-- BEGIN Page --

Rediscovering Charlotte Mason in Ambleside
Updated: Aug 15
Tucked away in the Lake District of northern England is the small town called Ambleside. Quaint stone buildings welcome you with notes of blue slate found in the nearby mountains of Langdale. The whole area is a symphony of green, stone walls, babbling brooks, fells, and grazing sheep. No wonder author William Wordsworth made Grasmere (a few miles north) his home and incorporated her beauty into his writings. What better location to found and implement a new but rather old philosophy of education? This approach is what Charlotte Mason did over 100 years ago.
We had to pinch ourselves over-and-over again, not just in disbelief that we were where Miss Mason walked and lived, but rather because we lost all feeling to our backside from the dorm beds! We were grateful for the affordability of our accommodations and the opportunity to experience a bit of the "college life" since neither of us had one.
The centennial conference, hosted by Cumbria University, resides on the property where Mason had her school. Their involvement became crystal clear to us after the second day. After experiencing this sobering realization, we enjoyed the rest of the conference that best represented Miss Mason's life and work.
Each day had panels of speakers to address how a Mason education looks in a 21st century classroom. One gentleman named Jason Fletcher of Heritage School (the only Charlotte Mason school in England, mind you) shared that more than ever, the next generation needs a Mason education to ground them in what he called the crisis of a Social Revolution. He stressed the value of words over images, balance and quantity, and a culture of delay. We must build an alternative sense of being of what is real in a world of artificial intelligence and virtual reality.

-- END Page --
-- BEGIN Information provided --

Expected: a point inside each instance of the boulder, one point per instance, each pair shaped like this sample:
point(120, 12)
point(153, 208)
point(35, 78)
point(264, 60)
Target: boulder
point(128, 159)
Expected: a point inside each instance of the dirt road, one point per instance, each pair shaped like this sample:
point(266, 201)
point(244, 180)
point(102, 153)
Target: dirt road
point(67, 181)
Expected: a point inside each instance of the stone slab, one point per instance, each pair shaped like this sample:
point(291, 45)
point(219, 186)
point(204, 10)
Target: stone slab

-- END Information provided --

• **Written problem 1**
In the Ambleside article, what school is Jason Fletcher from?
• **Written problem 2**
According to the Ambleside article, what makes up the "symphony" of the area? List every one.
• **Written problem 3**
Repeat the Ambleside article from "The centennial conference, hosted" to "and virtual reality.".
Rely only on the Ambleside article and nothing else.

• **Final result 1**
Heritage School, described as the only Charlotte Mason school in England.

• **Final result 2**
- green
- stone walls
- babbling brooks
- fells
- grazing sheep

• **Final result 3**
The centennial conference, hosted by Cumbria University, resides on the property where Mason had her school. Their involvement became crystal clear to us after the second day. After experiencing this sobering realization, we enjoyed the rest of the conference that best represented Miss Mason's life and work.
Each day had panels of speakers to address how a Mason education looks in a 21st century classroom. One gentleman named Jason Fletcher of Heritage School (the only Charlotte Mason school in England, mind you) shared that more than ever, the next generation needs a Mason education to ground them in what he called the crisis of a Social Revolution. He stressed the value of words over images, balance and quantity, and a culture of delay. We must build an alternative sense of being of what is real in a world of artificial intelligence and virtual reality.